**Request**
Repeat every one of the entries below word for word, leaving out the pictures.

**Source material**
▼

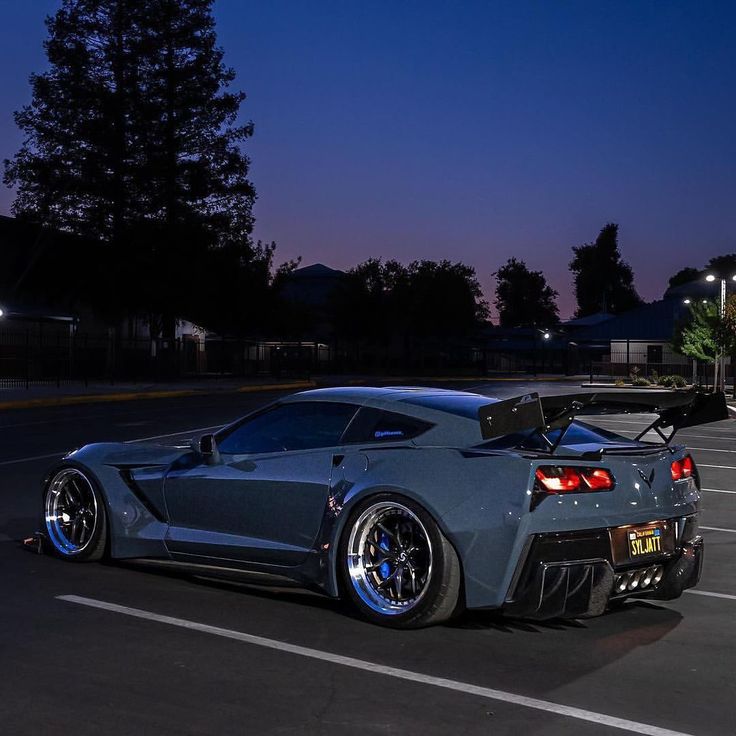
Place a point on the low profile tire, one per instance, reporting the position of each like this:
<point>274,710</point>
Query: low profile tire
<point>74,516</point>
<point>396,566</point>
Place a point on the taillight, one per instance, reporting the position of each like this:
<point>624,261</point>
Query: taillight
<point>569,479</point>
<point>682,469</point>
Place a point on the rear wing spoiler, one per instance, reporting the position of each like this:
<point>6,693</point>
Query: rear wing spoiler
<point>530,412</point>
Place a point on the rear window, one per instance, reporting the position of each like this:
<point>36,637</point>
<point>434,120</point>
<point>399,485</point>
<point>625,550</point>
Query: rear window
<point>462,405</point>
<point>375,425</point>
<point>578,433</point>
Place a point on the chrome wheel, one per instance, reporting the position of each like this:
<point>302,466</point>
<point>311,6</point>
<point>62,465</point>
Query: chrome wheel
<point>389,558</point>
<point>70,511</point>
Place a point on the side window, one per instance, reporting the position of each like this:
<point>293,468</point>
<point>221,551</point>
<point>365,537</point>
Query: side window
<point>298,426</point>
<point>375,425</point>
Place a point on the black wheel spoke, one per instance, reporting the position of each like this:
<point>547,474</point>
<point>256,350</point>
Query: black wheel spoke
<point>389,557</point>
<point>70,511</point>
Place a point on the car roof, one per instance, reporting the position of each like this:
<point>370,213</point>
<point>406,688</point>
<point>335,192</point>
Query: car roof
<point>379,396</point>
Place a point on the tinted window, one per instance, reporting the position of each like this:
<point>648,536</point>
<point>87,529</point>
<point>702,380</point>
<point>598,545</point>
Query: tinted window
<point>578,433</point>
<point>462,405</point>
<point>297,426</point>
<point>372,425</point>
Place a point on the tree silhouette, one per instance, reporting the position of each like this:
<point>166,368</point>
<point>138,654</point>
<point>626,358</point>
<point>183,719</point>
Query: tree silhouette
<point>603,281</point>
<point>381,301</point>
<point>523,297</point>
<point>684,276</point>
<point>131,138</point>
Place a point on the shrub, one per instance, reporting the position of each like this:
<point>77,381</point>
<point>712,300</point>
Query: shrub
<point>672,381</point>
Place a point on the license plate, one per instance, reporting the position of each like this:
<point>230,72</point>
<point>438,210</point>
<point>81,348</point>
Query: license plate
<point>648,541</point>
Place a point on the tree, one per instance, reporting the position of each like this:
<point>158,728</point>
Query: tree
<point>523,297</point>
<point>131,138</point>
<point>684,276</point>
<point>698,337</point>
<point>603,281</point>
<point>726,334</point>
<point>380,301</point>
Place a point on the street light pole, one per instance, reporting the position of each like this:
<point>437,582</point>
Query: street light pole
<point>721,363</point>
<point>723,352</point>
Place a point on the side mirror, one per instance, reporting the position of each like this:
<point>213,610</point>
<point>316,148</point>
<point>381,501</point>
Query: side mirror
<point>208,449</point>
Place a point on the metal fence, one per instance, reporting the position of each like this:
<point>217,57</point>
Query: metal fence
<point>32,357</point>
<point>55,354</point>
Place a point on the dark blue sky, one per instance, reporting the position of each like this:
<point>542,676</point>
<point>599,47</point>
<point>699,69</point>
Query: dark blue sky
<point>472,130</point>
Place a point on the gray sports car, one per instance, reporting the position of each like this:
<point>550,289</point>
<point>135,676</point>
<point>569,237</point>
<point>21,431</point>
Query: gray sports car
<point>411,503</point>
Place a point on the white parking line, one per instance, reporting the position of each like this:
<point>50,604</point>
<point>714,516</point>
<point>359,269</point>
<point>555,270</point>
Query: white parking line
<point>375,668</point>
<point>709,449</point>
<point>33,457</point>
<point>127,442</point>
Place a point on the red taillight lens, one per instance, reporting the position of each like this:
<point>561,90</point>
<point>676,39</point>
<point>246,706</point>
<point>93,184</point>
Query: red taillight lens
<point>567,479</point>
<point>684,468</point>
<point>555,479</point>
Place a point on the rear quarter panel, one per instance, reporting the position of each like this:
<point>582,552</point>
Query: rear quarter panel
<point>482,503</point>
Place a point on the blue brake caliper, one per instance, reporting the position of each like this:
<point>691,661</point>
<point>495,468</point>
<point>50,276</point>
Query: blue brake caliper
<point>385,569</point>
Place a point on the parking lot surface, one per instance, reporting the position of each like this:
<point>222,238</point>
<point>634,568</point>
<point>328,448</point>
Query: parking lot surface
<point>124,648</point>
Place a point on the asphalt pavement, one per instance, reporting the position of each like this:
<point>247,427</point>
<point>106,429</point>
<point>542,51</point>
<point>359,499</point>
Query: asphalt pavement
<point>120,648</point>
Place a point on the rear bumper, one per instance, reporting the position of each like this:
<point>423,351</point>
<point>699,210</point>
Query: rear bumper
<point>551,585</point>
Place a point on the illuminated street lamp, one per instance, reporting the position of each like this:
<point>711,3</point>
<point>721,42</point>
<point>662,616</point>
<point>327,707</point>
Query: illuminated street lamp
<point>721,363</point>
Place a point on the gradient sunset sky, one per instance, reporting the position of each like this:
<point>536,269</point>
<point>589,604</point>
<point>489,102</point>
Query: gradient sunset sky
<point>473,131</point>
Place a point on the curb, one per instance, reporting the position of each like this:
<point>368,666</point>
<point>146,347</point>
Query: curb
<point>142,395</point>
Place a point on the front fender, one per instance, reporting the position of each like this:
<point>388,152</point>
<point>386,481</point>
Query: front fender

▲

**Finished task**
Place a point on the low profile tire, one per instance, reporting the position of each like this:
<point>274,710</point>
Query: low profile tire
<point>74,516</point>
<point>396,566</point>
Place a point on the taillight, one per instance, reporting the position of each like this:
<point>624,261</point>
Query: taillight
<point>569,479</point>
<point>682,469</point>
Place a point on the rear wing spoiler, one per instance, reporting the position of each like this:
<point>6,693</point>
Query: rear wing spoiler
<point>530,412</point>
Place a point on the rear window, one per instance, reporting the position of each like this:
<point>36,637</point>
<point>434,120</point>
<point>399,485</point>
<point>625,550</point>
Query: rear window
<point>462,405</point>
<point>375,425</point>
<point>578,433</point>
Place a point on the chrome wheel, one per instance, reporting the position of each like this:
<point>302,466</point>
<point>311,6</point>
<point>62,465</point>
Query: chrome wheel
<point>389,558</point>
<point>70,511</point>
Place a point on the side window, one per instance, reporting the position of each like this:
<point>293,468</point>
<point>221,551</point>
<point>365,537</point>
Query: side window
<point>298,426</point>
<point>375,425</point>
Place a point on the black wheel spoke, one per instance, reporting the position of each like this:
<point>547,474</point>
<point>256,350</point>
Query: black wheel spoke
<point>389,557</point>
<point>70,511</point>
Place a point on the car roof, one per instance, reporting the position of each like this:
<point>370,213</point>
<point>406,688</point>
<point>335,192</point>
Query: car roof
<point>379,396</point>
Place a point on the tinted window, one per instance, reporting the position of each like this:
<point>648,536</point>
<point>87,529</point>
<point>702,380</point>
<point>598,545</point>
Query: tinted window
<point>578,433</point>
<point>462,405</point>
<point>297,426</point>
<point>372,425</point>
Place a point on the tree silhouette, one per instance, reporting the position of each like this:
<point>166,368</point>
<point>138,654</point>
<point>626,358</point>
<point>183,719</point>
Query: tree silhouette
<point>603,281</point>
<point>381,301</point>
<point>523,297</point>
<point>684,276</point>
<point>131,138</point>
Place a point on the shrub, one per instance, reporting the position of each like this:
<point>77,381</point>
<point>712,300</point>
Query: shrub
<point>672,381</point>
Place a point on the license plate, one per instance, reporting the position of each like this:
<point>230,72</point>
<point>438,210</point>
<point>81,348</point>
Query: license plate
<point>648,541</point>
Place a point on the tree, one per instance, reporting the position of each like this:
<point>158,728</point>
Query: tree
<point>523,297</point>
<point>131,138</point>
<point>684,276</point>
<point>698,337</point>
<point>603,281</point>
<point>726,334</point>
<point>380,301</point>
Place a point on the street light pole, one per instance, reporting the position of each like this:
<point>437,582</point>
Query: street light pole
<point>721,363</point>
<point>723,352</point>
Place a point on the side mirror, one per instance, reporting the position of each like this:
<point>213,610</point>
<point>316,148</point>
<point>381,501</point>
Query: side mirror
<point>208,449</point>
Place a point on the metal fence, one per instance, reporting the position of each like this:
<point>217,57</point>
Query: metal fence
<point>32,357</point>
<point>55,354</point>
Place a point on the dark blue sky, one per instance, reporting the position of each like this:
<point>542,676</point>
<point>599,47</point>
<point>699,69</point>
Query: dark blue sky
<point>472,130</point>
Place a point on the gray sports car, one per instance, reporting the position of each like this:
<point>550,289</point>
<point>135,676</point>
<point>569,237</point>
<point>21,431</point>
Query: gray sports car
<point>411,503</point>
Place a point on the white parking line, one per instance, reporting the position of each like this:
<point>50,604</point>
<point>714,516</point>
<point>359,269</point>
<point>555,270</point>
Query: white parking line
<point>375,668</point>
<point>709,449</point>
<point>33,457</point>
<point>127,442</point>
Place a point on the red taillight lens, one per instance, reporting the position of each like this:
<point>561,90</point>
<point>676,39</point>
<point>246,706</point>
<point>93,184</point>
Query: red taillight lens
<point>567,479</point>
<point>684,468</point>
<point>555,479</point>
Place a point on the rear quarter panel, one per instance, reporting the position of each like this:
<point>582,552</point>
Query: rear quarter panel
<point>482,503</point>
Place a point on the blue brake caliper, one per instance, reporting the position of each like this:
<point>691,661</point>
<point>495,468</point>
<point>50,276</point>
Query: blue brake caliper
<point>385,569</point>
Place a point on the parking lot surface, one per instance, reporting the position of each like this:
<point>222,238</point>
<point>634,568</point>
<point>328,448</point>
Query: parking lot surface
<point>124,648</point>
Place a point on the asphalt pavement, one per instance, reporting the position of each like this:
<point>247,427</point>
<point>106,429</point>
<point>542,51</point>
<point>359,499</point>
Query: asphalt pavement
<point>120,648</point>
Place a point on the rear bumper, one per instance, reporting the position of each like this:
<point>423,351</point>
<point>699,210</point>
Query: rear bumper
<point>551,585</point>
Place a point on the illuminated street lamp, one per instance, reporting the position of each like this:
<point>711,3</point>
<point>721,42</point>
<point>662,616</point>
<point>327,707</point>
Query: illuminated street lamp
<point>721,363</point>
Place a point on the gradient sunset sky, one per instance, reporting the position of each like this:
<point>536,269</point>
<point>589,604</point>
<point>489,102</point>
Query: gradient sunset sky
<point>473,131</point>
Place a point on the curb, one per instance, reporting the position of each like this:
<point>368,666</point>
<point>146,347</point>
Query: curb
<point>142,395</point>
Place a point on the front fender, one per instance, reporting the position of each like this:
<point>388,152</point>
<point>386,481</point>
Query: front fender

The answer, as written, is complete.